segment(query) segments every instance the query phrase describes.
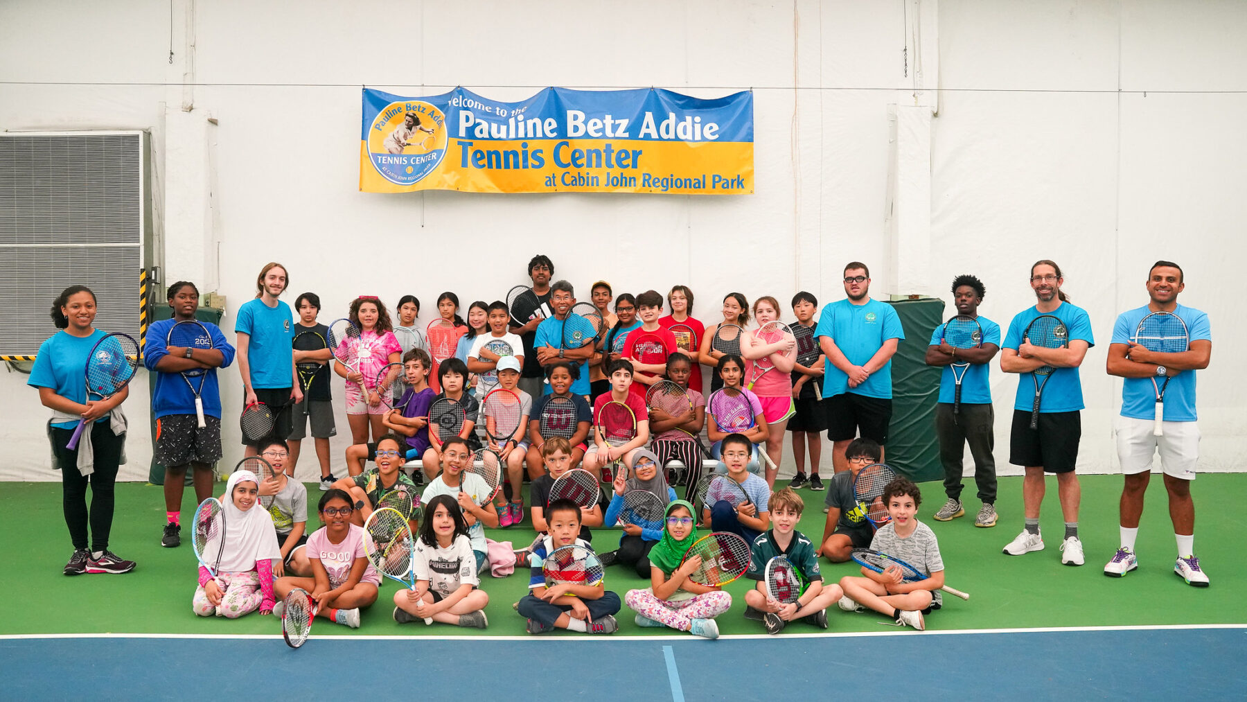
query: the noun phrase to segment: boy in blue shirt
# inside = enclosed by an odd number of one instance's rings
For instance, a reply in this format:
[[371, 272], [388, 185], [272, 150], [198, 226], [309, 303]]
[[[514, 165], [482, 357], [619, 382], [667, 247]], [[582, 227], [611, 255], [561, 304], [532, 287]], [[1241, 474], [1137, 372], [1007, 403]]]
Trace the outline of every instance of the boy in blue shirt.
[[[1139, 567], [1135, 537], [1143, 514], [1143, 493], [1151, 479], [1152, 456], [1160, 451], [1170, 519], [1177, 540], [1173, 572], [1188, 585], [1207, 587], [1208, 576], [1195, 557], [1195, 502], [1191, 481], [1200, 459], [1200, 430], [1195, 413], [1195, 372], [1208, 367], [1212, 332], [1208, 315], [1177, 303], [1186, 287], [1177, 263], [1157, 261], [1147, 274], [1148, 303], [1122, 313], [1112, 327], [1109, 345], [1109, 374], [1125, 378], [1121, 385], [1121, 418], [1117, 420], [1117, 458], [1126, 484], [1121, 490], [1121, 547], [1104, 566], [1104, 574], [1122, 577]], [[1135, 339], [1139, 323], [1151, 313], [1175, 314], [1186, 324], [1188, 348], [1180, 353], [1150, 352]], [[1166, 383], [1167, 382], [1167, 383]], [[1163, 404], [1156, 403], [1158, 388]], [[1161, 411], [1161, 435], [1155, 435], [1156, 413]]]
[[[991, 408], [989, 383], [991, 359], [1000, 350], [1000, 325], [979, 315], [979, 304], [986, 289], [974, 276], [953, 278], [953, 304], [959, 317], [970, 317], [979, 323], [979, 345], [959, 349], [944, 340], [944, 327], [932, 333], [927, 347], [927, 365], [943, 365], [939, 382], [939, 403], [935, 405], [935, 435], [939, 438], [939, 460], [944, 466], [944, 493], [948, 501], [935, 512], [935, 521], [950, 521], [965, 514], [961, 506], [961, 459], [965, 445], [974, 456], [974, 481], [979, 486], [983, 507], [974, 526], [996, 525], [996, 460], [991, 455], [995, 446], [995, 410]], [[954, 364], [969, 364], [961, 373], [961, 403], [954, 413], [956, 378]]]
[[848, 468], [844, 450], [859, 431], [880, 446], [887, 445], [892, 357], [905, 338], [897, 310], [870, 299], [870, 269], [865, 263], [854, 261], [844, 267], [844, 294], [847, 299], [823, 308], [814, 329], [827, 357], [823, 398], [835, 471]]
[[[1060, 267], [1051, 261], [1039, 261], [1030, 267], [1030, 287], [1038, 302], [1035, 307], [1013, 318], [1001, 347], [1000, 370], [1029, 377], [1018, 380], [1013, 434], [1009, 439], [1009, 463], [1020, 465], [1026, 471], [1021, 484], [1026, 521], [1023, 532], [1004, 547], [1004, 552], [1020, 556], [1044, 550], [1044, 540], [1039, 532], [1039, 507], [1044, 501], [1044, 474], [1055, 473], [1061, 512], [1065, 516], [1061, 562], [1080, 566], [1084, 562], [1082, 541], [1079, 540], [1079, 501], [1082, 489], [1074, 474], [1079, 440], [1082, 436], [1082, 384], [1079, 365], [1087, 349], [1095, 345], [1095, 339], [1086, 310], [1070, 304], [1061, 292], [1064, 282]], [[1067, 347], [1044, 348], [1025, 338], [1026, 327], [1042, 314], [1051, 314], [1061, 320], [1069, 334]], [[1052, 372], [1040, 397], [1039, 426], [1031, 429], [1030, 415], [1036, 384], [1028, 379], [1033, 379], [1035, 370], [1045, 365], [1052, 367]]]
┄┄┄┄┄┄┄┄┄┄
What the task requires: Reproduce all of the material above, putting "child in striped shirt" in place of "boy in blue shirt" everywhere it occurs and changing nothing else. Leave the pictures out.

The solution:
segment(query) segments every instance the query phrase describes.
query: the noun phrase to segment: child in striped shirt
# inside = enclosed by an odd number of one instance's rings
For instance, a reply in this format:
[[371, 272], [388, 185], [272, 150], [198, 226], [309, 303]]
[[[514, 165], [482, 357], [619, 382], [667, 247]], [[582, 227], [611, 255], [561, 304], [532, 287]], [[1241, 474], [1137, 372], [1007, 403]]]
Trace the outline of every instance of the child in striped shirt.
[[[1139, 567], [1135, 537], [1143, 514], [1143, 493], [1151, 479], [1152, 456], [1160, 451], [1170, 519], [1177, 540], [1173, 572], [1188, 585], [1207, 587], [1208, 576], [1195, 557], [1195, 502], [1191, 481], [1200, 459], [1200, 430], [1195, 413], [1195, 372], [1208, 367], [1212, 332], [1208, 315], [1177, 303], [1186, 287], [1177, 263], [1157, 261], [1147, 274], [1148, 303], [1122, 313], [1112, 327], [1109, 345], [1109, 374], [1125, 378], [1121, 385], [1121, 418], [1117, 420], [1117, 458], [1126, 484], [1121, 490], [1121, 547], [1104, 566], [1104, 574], [1122, 577]], [[1135, 339], [1139, 323], [1151, 313], [1175, 314], [1186, 324], [1188, 348], [1180, 353], [1150, 352]], [[1166, 383], [1167, 382], [1167, 383]], [[1163, 404], [1156, 403], [1158, 388]], [[1161, 411], [1161, 435], [1155, 435], [1156, 413]]]
[[[991, 408], [989, 383], [991, 359], [1000, 350], [1000, 325], [979, 315], [979, 304], [986, 289], [974, 276], [953, 278], [953, 304], [959, 317], [970, 317], [979, 323], [979, 345], [959, 349], [944, 340], [944, 327], [932, 333], [927, 347], [927, 365], [943, 365], [939, 382], [939, 403], [935, 405], [935, 435], [939, 438], [939, 460], [944, 466], [944, 493], [948, 501], [935, 512], [935, 521], [950, 521], [965, 514], [961, 506], [961, 459], [965, 445], [974, 456], [974, 481], [979, 486], [983, 507], [974, 526], [996, 525], [996, 460], [991, 455], [995, 446], [995, 410]], [[954, 364], [969, 364], [961, 373], [961, 403], [954, 413], [956, 378]]]
[[848, 468], [844, 450], [859, 431], [880, 446], [887, 445], [892, 357], [905, 338], [897, 310], [870, 299], [870, 269], [865, 263], [854, 261], [844, 267], [844, 294], [847, 299], [823, 308], [814, 329], [827, 357], [823, 398], [835, 471]]
[[[1060, 267], [1051, 261], [1039, 261], [1030, 267], [1030, 287], [1038, 302], [1035, 307], [1013, 318], [1001, 347], [1000, 370], [1029, 377], [1018, 380], [1013, 434], [1009, 439], [1009, 463], [1020, 465], [1026, 471], [1021, 484], [1026, 521], [1023, 532], [1004, 547], [1004, 552], [1020, 556], [1044, 550], [1044, 540], [1039, 532], [1039, 507], [1044, 501], [1044, 474], [1055, 473], [1061, 512], [1065, 516], [1061, 562], [1080, 566], [1084, 562], [1082, 541], [1079, 540], [1079, 501], [1082, 489], [1074, 474], [1079, 440], [1082, 436], [1082, 384], [1079, 365], [1087, 349], [1095, 345], [1095, 339], [1086, 310], [1070, 304], [1061, 292], [1064, 282]], [[1067, 347], [1044, 348], [1025, 338], [1026, 327], [1042, 314], [1051, 314], [1061, 320], [1069, 334]], [[1052, 372], [1040, 397], [1039, 426], [1031, 429], [1030, 415], [1036, 384], [1028, 379], [1033, 379], [1035, 370], [1045, 365], [1052, 367]]]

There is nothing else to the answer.